Input data:
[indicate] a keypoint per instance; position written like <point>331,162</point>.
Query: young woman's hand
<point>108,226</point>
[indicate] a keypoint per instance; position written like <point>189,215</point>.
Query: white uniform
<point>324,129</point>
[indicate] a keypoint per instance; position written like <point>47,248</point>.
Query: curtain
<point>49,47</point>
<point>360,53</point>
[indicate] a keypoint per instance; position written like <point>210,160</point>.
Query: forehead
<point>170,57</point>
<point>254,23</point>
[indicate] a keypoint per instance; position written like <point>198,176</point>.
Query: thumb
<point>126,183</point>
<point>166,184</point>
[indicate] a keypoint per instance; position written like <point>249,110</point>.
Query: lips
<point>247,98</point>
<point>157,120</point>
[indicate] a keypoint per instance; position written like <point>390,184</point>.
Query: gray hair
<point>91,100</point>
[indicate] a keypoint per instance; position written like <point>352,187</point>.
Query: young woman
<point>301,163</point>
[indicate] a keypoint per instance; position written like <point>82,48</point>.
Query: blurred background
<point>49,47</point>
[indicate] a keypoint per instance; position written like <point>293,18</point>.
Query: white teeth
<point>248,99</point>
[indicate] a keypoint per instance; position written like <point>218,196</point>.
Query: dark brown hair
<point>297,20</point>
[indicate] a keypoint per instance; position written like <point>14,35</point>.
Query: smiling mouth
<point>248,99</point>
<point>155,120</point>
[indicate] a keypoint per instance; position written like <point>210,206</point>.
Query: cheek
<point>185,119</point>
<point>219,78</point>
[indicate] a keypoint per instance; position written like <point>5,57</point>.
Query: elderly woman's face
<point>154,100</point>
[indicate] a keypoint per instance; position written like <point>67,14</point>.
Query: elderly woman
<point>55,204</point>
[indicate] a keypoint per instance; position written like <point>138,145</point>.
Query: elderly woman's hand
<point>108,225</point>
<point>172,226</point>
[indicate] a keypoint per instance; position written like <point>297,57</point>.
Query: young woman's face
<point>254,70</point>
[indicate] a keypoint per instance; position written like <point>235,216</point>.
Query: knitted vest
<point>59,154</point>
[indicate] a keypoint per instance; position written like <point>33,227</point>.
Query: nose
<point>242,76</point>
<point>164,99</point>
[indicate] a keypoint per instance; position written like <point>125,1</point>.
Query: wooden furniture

Task statement: The response should contain only a verbatim copy of the lines from the line with "written like <point>235,216</point>." to the final line of the records.

Output of the task:
[indicate] a keypoint per instance; position written like <point>235,216</point>.
Query: knitted vest
<point>59,154</point>
[indicate] a keypoint per instance; position written like <point>33,227</point>.
Query: nose
<point>242,76</point>
<point>164,99</point>
[indicate] a keypoint per instance; position written like <point>125,1</point>.
Query: wooden furniture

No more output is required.